[Material provided]
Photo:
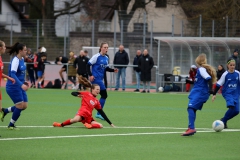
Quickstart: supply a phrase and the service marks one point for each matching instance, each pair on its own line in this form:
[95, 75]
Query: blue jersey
[16, 70]
[99, 64]
[231, 85]
[199, 94]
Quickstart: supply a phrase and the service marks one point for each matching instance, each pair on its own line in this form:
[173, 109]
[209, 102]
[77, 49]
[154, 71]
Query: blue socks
[15, 116]
[191, 118]
[102, 102]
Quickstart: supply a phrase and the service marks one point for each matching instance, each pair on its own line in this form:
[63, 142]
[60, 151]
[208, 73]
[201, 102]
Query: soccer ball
[218, 126]
[160, 89]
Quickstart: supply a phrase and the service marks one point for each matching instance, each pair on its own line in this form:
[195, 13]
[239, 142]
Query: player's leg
[77, 118]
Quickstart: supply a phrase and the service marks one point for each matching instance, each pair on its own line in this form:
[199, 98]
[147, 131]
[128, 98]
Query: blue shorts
[17, 95]
[40, 73]
[100, 83]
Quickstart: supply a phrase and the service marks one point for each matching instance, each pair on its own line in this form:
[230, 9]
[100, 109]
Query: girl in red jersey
[89, 102]
[2, 51]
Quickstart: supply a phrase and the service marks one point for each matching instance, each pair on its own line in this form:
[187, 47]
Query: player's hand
[213, 97]
[91, 78]
[11, 79]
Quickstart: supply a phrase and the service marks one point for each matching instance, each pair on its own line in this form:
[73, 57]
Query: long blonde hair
[201, 60]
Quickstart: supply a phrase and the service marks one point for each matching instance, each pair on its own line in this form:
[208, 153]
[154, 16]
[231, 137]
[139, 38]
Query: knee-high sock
[9, 109]
[102, 102]
[191, 118]
[15, 116]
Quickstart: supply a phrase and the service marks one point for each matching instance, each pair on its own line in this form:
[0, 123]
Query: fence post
[93, 26]
[144, 30]
[172, 25]
[226, 26]
[213, 28]
[122, 32]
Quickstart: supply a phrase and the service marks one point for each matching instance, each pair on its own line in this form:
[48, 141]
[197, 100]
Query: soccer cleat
[13, 128]
[56, 124]
[87, 125]
[99, 116]
[189, 132]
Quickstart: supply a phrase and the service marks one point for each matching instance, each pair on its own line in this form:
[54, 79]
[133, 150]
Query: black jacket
[81, 64]
[237, 62]
[121, 59]
[145, 63]
[135, 62]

[Requirement]
Repeat the material above in full and unchanged, minus its images.

[Output]
Photo:
Quickstart: supply a phrase and the service marks one point for each matching instance, each pair on its own line in this form:
[95, 75]
Query: blue jersey
[16, 70]
[99, 64]
[231, 85]
[199, 94]
Quickstart: supply a phrase and the service marks one point for each matching instance, each pair on its own line in this form:
[173, 109]
[209, 102]
[77, 49]
[154, 71]
Query: blue socks
[15, 116]
[191, 118]
[102, 102]
Quickstart: supply a phrase and the service marks one point for each matching instance, each pair on its own line in this form:
[63, 142]
[60, 151]
[208, 73]
[201, 102]
Query: soccer ball
[218, 126]
[160, 89]
Quickstart: supply a phrase and the service marks one point for each matching instance, each pair on its own line in this form:
[195, 13]
[239, 142]
Query: player's leg
[77, 118]
Quickstart: supply a phrase and the service marks one point for each matching instance, each pair on its own line in this form:
[199, 98]
[147, 131]
[128, 98]
Query: blue shorts
[17, 95]
[40, 73]
[100, 83]
Quickstart: supply a phrase and the service marks one point for each matching instance, each pair on its own line in this form:
[230, 9]
[100, 109]
Query: girl in red jersey
[89, 102]
[2, 51]
Quickstart: supply a phrase and the service marks one point for each matching instance, each pair on its own line in this form:
[187, 47]
Query: player's hand
[213, 97]
[91, 78]
[11, 79]
Quickstart: supply a phrase and the service marks one point for each matching instance, each pair on its own line in this form:
[73, 57]
Query: long blonde hair
[201, 60]
Quickstart: supply a phrase and the service marks one point for each matching instance, each pair on its own line in this form:
[208, 153]
[154, 16]
[231, 137]
[139, 38]
Query: knee-high sock
[9, 109]
[102, 102]
[191, 118]
[15, 116]
Quickstart: supply a phrase and the service marks one point for each matching instance, each pair on its own line in this form:
[0, 123]
Query: fence post
[93, 26]
[144, 30]
[172, 25]
[226, 26]
[213, 28]
[122, 32]
Quickstart: supply a phrase and the service marks one point for each matching instance, each pair on its own line in this form:
[48, 141]
[197, 100]
Query: soccer cleat
[13, 128]
[56, 124]
[87, 125]
[99, 116]
[189, 132]
Quickstart: supply a phrase and the service marks one point for each matching instance, each pair on its own line in this form:
[54, 79]
[133, 150]
Query: black jacket
[81, 64]
[237, 62]
[121, 59]
[145, 63]
[135, 62]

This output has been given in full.